Listed records:
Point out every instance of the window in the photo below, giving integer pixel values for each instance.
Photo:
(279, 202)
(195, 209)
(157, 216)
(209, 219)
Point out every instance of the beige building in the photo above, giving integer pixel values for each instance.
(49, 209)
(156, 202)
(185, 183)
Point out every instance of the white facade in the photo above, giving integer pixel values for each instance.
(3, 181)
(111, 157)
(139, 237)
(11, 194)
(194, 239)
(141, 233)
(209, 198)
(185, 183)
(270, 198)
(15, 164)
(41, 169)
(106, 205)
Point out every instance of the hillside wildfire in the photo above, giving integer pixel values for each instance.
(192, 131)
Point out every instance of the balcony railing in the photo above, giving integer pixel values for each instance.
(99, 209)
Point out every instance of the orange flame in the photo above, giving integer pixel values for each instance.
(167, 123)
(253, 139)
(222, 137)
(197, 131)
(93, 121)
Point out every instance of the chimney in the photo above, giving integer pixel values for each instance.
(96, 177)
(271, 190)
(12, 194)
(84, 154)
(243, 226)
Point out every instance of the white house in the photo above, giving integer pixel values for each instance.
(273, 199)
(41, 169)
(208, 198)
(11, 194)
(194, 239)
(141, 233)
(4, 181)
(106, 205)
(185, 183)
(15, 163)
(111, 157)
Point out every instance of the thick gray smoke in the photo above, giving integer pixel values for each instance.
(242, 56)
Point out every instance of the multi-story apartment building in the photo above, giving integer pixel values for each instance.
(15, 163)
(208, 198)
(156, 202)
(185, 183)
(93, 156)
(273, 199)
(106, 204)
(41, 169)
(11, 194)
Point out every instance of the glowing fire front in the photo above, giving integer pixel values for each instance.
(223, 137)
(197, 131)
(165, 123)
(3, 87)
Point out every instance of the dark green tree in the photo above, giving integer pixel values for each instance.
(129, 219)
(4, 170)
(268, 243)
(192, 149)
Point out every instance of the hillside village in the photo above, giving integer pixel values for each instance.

Work to complete: Reproduce each line verbatim.

Written response:
Point out every instance of the window in the photo below, giving integer pixel values for each instance.
Photo:
(279, 202)
(195, 209)
(157, 216)
(209, 219)
Point out every instance of the beige building in the photo above, giving integer pixel values for each instance.
(49, 209)
(156, 202)
(185, 183)
Point out every instance of the white facade in the photo above, giving integer pixel values for each instance.
(3, 181)
(111, 157)
(139, 237)
(11, 194)
(194, 239)
(141, 233)
(209, 198)
(185, 183)
(270, 198)
(15, 164)
(41, 169)
(106, 205)
Point out every instance of the hillside wildfire in the photo above, giving integer pixel values for each instance.
(192, 131)
Point out every instance of the balcony railing in the photo above, giving integer pixel values for each instance.
(99, 209)
Point out every instance of the orange flame in the photo above, giving integer pixel values for each instance.
(167, 123)
(253, 139)
(222, 137)
(197, 131)
(93, 121)
Point out every instance of the chimney in the photo above, giving integer pixel values for each instance.
(96, 177)
(271, 190)
(12, 194)
(84, 154)
(243, 226)
Point out every instance of the white house in the photo above, giving integer pixel values for each instance.
(273, 199)
(41, 169)
(208, 198)
(11, 194)
(194, 239)
(141, 233)
(4, 181)
(106, 205)
(185, 183)
(15, 163)
(111, 157)
Point out every instance of the thick gray smoke in the photo above, giving integer pixel values for each instance.
(242, 56)
Point out every instance of the multi-story apartment building in the photo above, giving integer pixel values for each instance.
(15, 163)
(208, 198)
(156, 202)
(185, 183)
(93, 156)
(273, 199)
(106, 204)
(41, 169)
(11, 194)
Point out every instance of the glowing fire front in the photo above, giving integer pixel values for each instance.
(223, 137)
(197, 131)
(165, 123)
(3, 87)
Point out every instance of the dark green tree in the photo above, giving integer pixel values for each instance.
(129, 219)
(4, 170)
(268, 243)
(192, 149)
Point out every instance of the hillside village in the photo above, giving integer pixel values for each instance.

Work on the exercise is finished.